Copy every row below word for word, leaving out the picture.
╭─ Data for the task
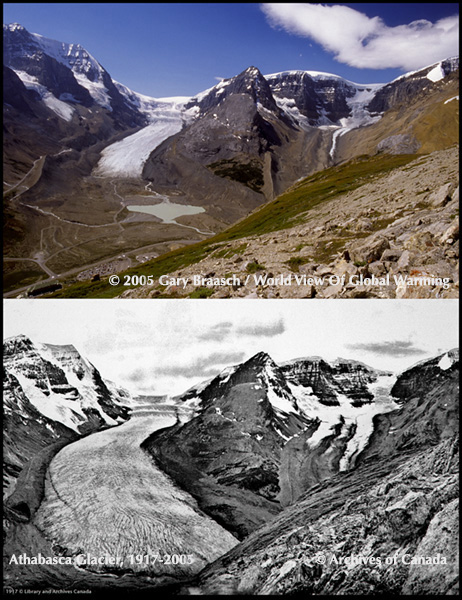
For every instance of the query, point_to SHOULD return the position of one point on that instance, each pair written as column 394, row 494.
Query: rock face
column 243, row 457
column 69, row 127
column 388, row 526
column 52, row 394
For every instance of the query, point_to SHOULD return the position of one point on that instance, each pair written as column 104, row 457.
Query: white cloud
column 360, row 41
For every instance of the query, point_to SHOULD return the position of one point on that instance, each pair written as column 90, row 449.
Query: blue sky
column 181, row 49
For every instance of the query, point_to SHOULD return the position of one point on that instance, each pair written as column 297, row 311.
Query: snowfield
column 167, row 116
column 105, row 496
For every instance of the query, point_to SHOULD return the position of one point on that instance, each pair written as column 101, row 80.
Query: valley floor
column 104, row 497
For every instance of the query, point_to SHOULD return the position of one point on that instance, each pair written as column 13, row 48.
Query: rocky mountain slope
column 354, row 231
column 388, row 526
column 51, row 394
column 240, row 456
column 81, row 149
column 338, row 479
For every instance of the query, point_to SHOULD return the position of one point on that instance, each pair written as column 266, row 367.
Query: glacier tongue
column 126, row 157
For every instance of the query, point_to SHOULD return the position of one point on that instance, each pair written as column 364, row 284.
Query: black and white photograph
column 231, row 447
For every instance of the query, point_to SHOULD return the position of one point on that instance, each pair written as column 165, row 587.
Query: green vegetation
column 288, row 210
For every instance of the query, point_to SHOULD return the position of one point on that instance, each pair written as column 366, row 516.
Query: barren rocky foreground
╰─
_Written solution_.
For every instance of the query, point_to SHOULD return the position of one point on that instance, each pair written as column 394, row 494.
Query: rock face
column 243, row 457
column 69, row 127
column 388, row 526
column 52, row 394
For every instance of the query, point_to SHOULD return the position of one point on that instance, each pair written as column 104, row 457.
Query: white cloud
column 360, row 41
For every instance of the query, point_to SHOULD return the position of one point on that instance, each pair written as column 90, row 449.
Query: blue sky
column 181, row 49
For every instance of the query, point_to SHOULD return the position of one point on that instance, each pair written as column 297, row 311.
Query: snowfield
column 167, row 116
column 105, row 496
For every instance of the query, point_to SHOULD return the position of one point on that instance, each pair written as column 101, row 80.
Query: valley floor
column 104, row 497
For every instance of the query, point_to SHOULD return the position of one point on that instance, each pair written as column 13, row 48.
Query: rocky mountain slope
column 354, row 231
column 388, row 526
column 51, row 394
column 240, row 456
column 81, row 149
column 338, row 479
For every instance of the query, point_to SHOULD return the position of one point on that instance, each pair written as column 266, row 367.
Query: glacier tongue
column 126, row 157
For every instance of the query, point_to SHOULD return the position of one point on that instance, each pair written as column 364, row 284.
Query: black and white photograph
column 231, row 447
For every instance of the query, point_to SHOULD return the position of one point on that instance, each pair written as column 165, row 587.
Query: green vegetation
column 288, row 210
For every instance of the query, point_to SHOULD return the position of one point on that instance, each pair written as column 366, row 516.
Query: barren rocky foreground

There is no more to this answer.